Give every line from the entries that contains "below".

→ **Material for this task**
◇ ◇ ◇ ◇ ◇

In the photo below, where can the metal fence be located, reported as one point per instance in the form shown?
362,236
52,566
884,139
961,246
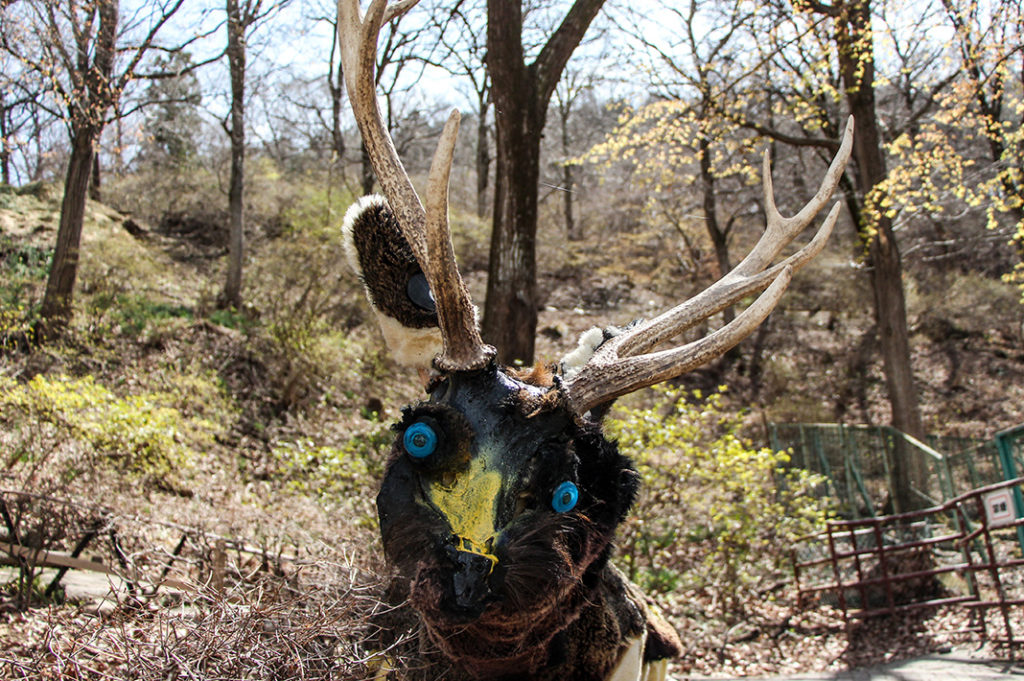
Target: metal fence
954,554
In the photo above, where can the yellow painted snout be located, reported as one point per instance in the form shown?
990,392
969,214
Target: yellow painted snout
468,501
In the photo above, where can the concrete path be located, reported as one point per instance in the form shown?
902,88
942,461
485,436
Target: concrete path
952,667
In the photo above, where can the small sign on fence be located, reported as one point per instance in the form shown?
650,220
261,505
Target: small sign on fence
999,508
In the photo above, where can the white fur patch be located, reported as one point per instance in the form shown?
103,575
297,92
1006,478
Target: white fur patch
630,667
347,238
588,344
413,347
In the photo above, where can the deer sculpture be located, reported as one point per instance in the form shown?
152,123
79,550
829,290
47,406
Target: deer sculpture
501,497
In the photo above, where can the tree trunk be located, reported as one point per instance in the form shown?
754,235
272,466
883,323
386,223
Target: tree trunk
231,295
856,60
337,139
520,94
95,188
4,149
510,310
56,306
482,160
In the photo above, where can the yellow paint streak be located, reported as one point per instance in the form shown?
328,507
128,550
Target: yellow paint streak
468,503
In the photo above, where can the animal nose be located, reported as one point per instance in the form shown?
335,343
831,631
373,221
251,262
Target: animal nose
470,580
471,567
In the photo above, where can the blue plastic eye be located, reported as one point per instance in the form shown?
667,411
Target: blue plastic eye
420,440
565,497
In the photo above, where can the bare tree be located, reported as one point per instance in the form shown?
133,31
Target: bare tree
243,17
521,93
461,48
87,58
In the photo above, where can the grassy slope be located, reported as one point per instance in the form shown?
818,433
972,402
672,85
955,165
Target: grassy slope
283,406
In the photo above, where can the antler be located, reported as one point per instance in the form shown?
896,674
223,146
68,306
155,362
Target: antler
426,229
619,368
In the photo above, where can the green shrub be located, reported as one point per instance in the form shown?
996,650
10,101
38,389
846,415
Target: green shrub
141,434
23,272
715,513
341,477
131,313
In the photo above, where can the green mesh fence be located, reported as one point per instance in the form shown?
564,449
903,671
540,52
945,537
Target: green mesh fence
1010,444
857,462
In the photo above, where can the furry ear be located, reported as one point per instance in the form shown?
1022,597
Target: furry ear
395,286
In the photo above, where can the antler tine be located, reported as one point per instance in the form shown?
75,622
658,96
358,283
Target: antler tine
357,39
600,381
617,367
463,347
780,230
425,229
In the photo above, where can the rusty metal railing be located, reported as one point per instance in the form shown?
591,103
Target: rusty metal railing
943,555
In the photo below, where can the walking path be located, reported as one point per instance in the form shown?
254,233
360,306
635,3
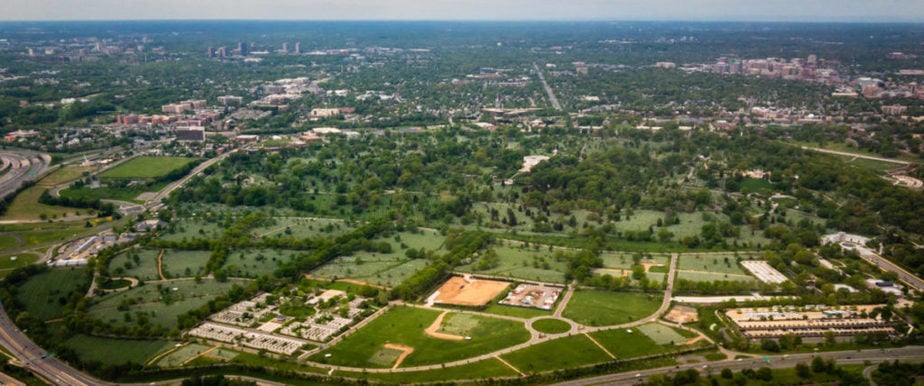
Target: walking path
600,346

◇ ◇ ◇ ◇ ◇

→ **Reply to the exercise**
In the photo below, where can the metal fence be located, reported as one point per instance in the form shown?
In the photo below, where can the walking path be located, reported as one point per instance in the form shown?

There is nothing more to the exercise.